··· TASK INPUTS ···

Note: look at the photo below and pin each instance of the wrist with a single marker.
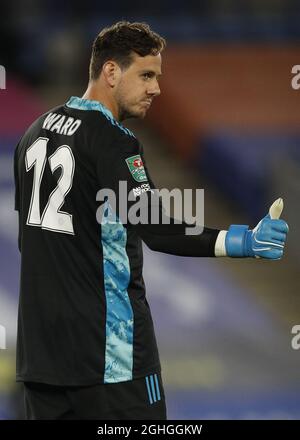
(238, 241)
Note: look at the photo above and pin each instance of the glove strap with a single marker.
(235, 241)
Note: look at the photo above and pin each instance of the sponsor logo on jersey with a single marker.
(141, 189)
(136, 167)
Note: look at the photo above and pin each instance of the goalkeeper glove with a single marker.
(266, 240)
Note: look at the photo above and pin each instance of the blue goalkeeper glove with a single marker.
(266, 240)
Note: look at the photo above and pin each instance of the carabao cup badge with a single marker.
(136, 167)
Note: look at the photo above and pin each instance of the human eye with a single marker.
(147, 75)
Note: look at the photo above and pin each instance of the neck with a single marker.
(100, 94)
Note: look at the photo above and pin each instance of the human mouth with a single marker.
(147, 103)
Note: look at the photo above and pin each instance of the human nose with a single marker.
(154, 90)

···

TASK INSTRUCTIONS: Images in the records should not be copied. Repeat all the rest exactly.

RESPONSE FOR THIS EXERCISE:
Note: look at the photo below and pin each instance of the wrist with a single marker.
(238, 241)
Note: look at the photo above and pin each instance of the glove strap with a single marker.
(235, 241)
Note: look at the photo above and pin each instance of the sponsor logo on jersey with a single marker.
(141, 189)
(136, 167)
Note: look at the photo above and pin each instance of the goalkeeper glove with a single marker.
(266, 240)
Note: look at the photo above and pin each instance of the blue goalkeeper glove with a single marker.
(266, 240)
Note: look at the photo above and pin each instance of the carabao cup badge with a single marker.
(136, 167)
Note: look at the photo above and pin each instance of the human eye with a single marker.
(147, 75)
Note: look at the photo above and pin each instance of the neck with a single marker.
(100, 94)
Note: look at the photo above and pin each instance of the human mouth with a single marker.
(147, 103)
Note: look at the photo above and pin each instance of the human nose with a single marker.
(154, 90)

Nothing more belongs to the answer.